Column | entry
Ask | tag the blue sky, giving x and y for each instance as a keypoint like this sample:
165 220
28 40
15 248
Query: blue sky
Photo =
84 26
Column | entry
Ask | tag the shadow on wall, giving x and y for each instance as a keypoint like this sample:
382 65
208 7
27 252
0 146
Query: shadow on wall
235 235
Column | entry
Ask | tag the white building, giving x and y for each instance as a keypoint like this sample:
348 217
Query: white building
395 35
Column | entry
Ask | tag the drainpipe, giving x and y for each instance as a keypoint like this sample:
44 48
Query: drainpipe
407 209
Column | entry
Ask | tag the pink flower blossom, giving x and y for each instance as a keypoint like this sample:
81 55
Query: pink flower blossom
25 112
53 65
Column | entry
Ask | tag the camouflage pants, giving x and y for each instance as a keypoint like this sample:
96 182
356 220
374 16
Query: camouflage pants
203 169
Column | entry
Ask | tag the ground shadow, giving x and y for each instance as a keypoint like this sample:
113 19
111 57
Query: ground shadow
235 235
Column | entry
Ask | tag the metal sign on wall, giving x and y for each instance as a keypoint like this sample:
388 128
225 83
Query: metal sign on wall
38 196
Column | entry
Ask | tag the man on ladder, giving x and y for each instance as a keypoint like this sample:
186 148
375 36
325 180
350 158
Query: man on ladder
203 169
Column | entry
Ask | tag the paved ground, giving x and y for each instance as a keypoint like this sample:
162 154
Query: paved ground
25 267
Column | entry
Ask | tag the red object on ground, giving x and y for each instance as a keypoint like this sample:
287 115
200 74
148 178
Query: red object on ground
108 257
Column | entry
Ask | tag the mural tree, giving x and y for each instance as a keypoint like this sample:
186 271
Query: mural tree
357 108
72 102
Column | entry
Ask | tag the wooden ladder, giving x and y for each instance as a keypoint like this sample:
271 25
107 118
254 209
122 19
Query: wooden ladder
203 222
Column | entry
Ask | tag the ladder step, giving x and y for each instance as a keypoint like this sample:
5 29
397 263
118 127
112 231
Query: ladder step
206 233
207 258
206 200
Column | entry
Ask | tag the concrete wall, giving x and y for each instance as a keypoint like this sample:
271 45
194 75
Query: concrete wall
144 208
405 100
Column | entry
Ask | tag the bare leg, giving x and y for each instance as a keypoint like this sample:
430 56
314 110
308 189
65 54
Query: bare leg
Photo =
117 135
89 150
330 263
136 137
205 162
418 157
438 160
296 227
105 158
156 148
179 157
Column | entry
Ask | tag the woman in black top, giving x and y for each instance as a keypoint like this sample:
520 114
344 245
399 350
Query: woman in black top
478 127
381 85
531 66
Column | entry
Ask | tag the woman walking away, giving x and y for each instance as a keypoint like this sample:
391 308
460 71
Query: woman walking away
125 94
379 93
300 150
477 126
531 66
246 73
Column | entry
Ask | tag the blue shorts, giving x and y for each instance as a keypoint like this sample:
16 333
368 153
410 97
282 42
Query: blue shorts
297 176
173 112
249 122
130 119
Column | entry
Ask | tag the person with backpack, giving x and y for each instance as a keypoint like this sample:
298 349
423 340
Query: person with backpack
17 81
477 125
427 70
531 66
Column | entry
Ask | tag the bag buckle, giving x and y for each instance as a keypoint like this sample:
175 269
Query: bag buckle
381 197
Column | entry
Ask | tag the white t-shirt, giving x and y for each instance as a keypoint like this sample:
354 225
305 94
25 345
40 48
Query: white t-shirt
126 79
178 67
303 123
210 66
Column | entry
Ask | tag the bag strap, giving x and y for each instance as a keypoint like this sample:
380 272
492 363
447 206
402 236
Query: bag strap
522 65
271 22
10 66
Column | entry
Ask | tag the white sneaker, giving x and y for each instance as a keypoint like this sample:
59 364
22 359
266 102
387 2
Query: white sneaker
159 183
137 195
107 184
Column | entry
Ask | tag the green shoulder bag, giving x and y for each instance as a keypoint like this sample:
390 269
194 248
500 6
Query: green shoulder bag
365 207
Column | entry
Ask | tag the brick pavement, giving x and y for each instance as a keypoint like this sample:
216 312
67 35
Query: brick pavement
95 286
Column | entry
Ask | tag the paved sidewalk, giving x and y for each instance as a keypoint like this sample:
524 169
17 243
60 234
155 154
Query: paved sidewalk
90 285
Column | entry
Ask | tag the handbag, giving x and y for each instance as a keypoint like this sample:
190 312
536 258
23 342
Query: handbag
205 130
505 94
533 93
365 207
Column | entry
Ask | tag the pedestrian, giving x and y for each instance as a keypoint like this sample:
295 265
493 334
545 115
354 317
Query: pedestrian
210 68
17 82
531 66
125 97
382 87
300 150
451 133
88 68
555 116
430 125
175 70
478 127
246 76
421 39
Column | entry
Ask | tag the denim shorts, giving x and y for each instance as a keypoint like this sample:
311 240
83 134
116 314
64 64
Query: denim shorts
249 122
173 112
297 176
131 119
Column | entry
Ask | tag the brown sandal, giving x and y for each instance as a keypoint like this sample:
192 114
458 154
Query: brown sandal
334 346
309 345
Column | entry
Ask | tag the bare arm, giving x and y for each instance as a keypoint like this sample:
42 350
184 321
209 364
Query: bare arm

* _ABOUT THIS TASK_
Each line of the listing that includes the word "bare" counts once; give the total as a single number.

* _WRITTEN SOLUTION_
4